**Requests:**
**A)** In the water-fuelled engine report, rewrite the passage starting with "Jasmei Zargani, who" and going on through "the past year.", replacing "car engines" with "vehicle engines".
**B)** According to the water-fuelled engine report, within what period is the first Iranian water-fuelled engine to be commercialized?

== Document passage

First Iranian water-fuelled engine system to be commercialized

March 12, 2019 - 20:58

TEHRAN – The first Iranian homegrown water-fuelled engine will be commercialized by the next six months, the inventor Alaeddin Jasemi Zargani announced, Tasnim reported on Monday.

Jasmei Zargani, who invented the first water-fuelled system for car engines in Iran, said he has negotiated for obtaining necessary standards for the past year.

“I have already obtained some licenses from related ministries and some others are to be obtained,” he said.

He said that he has received European standards for the engine, however, national standards should be obtained.

There are hydrogen fuel cars in other countries, however, it is not imported to Iran yet, he said.

The hydrogen fuel cars increase fuel efficiency nationwide and also enhance air quality, he explained.

====
== Data extract

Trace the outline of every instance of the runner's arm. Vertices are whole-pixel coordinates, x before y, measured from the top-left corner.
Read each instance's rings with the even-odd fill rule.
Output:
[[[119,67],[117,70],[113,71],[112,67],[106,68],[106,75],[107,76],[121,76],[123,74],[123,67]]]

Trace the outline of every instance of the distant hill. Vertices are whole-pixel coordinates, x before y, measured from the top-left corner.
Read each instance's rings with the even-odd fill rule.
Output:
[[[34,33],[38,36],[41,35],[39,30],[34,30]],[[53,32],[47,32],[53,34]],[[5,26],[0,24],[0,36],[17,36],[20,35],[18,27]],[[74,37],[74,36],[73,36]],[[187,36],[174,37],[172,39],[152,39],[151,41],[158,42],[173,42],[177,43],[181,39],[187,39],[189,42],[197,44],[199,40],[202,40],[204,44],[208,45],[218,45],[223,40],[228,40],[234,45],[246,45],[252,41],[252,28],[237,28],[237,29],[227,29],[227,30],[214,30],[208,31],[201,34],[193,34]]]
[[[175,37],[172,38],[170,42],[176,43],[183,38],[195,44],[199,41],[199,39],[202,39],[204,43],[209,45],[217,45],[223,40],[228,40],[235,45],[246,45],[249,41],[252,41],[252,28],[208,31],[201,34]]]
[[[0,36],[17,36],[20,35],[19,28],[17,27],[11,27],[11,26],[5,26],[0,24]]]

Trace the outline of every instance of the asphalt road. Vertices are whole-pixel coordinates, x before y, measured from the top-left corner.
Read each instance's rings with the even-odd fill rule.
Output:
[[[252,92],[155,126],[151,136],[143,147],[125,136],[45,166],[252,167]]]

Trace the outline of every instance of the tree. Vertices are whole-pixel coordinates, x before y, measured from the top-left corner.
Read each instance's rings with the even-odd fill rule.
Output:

====

**The solutions:**
**A)**
Jasmei Zargani, who invented the first water-fuelled system for vehicle engines in Iran, said he has negotiated for obtaining necessary standards for the past year.

**B)** Within the next six months.